— start of DATA PROVIDED —

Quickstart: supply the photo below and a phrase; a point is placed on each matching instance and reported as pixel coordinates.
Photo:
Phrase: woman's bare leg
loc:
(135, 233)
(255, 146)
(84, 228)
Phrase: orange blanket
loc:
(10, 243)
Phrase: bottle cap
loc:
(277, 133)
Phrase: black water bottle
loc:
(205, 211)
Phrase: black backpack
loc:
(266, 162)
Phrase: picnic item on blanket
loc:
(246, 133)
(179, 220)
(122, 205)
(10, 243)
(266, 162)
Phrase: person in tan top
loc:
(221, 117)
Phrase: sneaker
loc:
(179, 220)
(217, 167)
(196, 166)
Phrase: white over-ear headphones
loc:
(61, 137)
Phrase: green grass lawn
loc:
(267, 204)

— end of DATA PROVIDED —
— start of DATA PROVIDED —

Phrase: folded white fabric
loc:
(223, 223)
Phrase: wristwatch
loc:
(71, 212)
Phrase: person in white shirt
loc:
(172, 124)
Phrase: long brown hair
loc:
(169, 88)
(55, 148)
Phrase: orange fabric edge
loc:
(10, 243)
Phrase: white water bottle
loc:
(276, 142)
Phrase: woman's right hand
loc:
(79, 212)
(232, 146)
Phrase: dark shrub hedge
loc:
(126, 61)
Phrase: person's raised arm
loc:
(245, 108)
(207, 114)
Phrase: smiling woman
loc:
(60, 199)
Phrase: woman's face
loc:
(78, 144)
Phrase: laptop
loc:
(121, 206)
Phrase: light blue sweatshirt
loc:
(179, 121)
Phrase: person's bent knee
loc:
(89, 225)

— end of DATA PROVIDED —
— start of DATA PROVIDED —

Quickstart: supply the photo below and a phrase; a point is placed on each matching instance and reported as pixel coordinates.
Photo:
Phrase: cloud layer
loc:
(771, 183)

— end of DATA PROVIDED —

§ YOUR INSTRUCTIONS
Find every line in the records above that contains the word "black", and copy each of those lines in full.

§ SOLUTION FOR THIS EXERCISE
Phrase: black water bottle
Phrase: black backpack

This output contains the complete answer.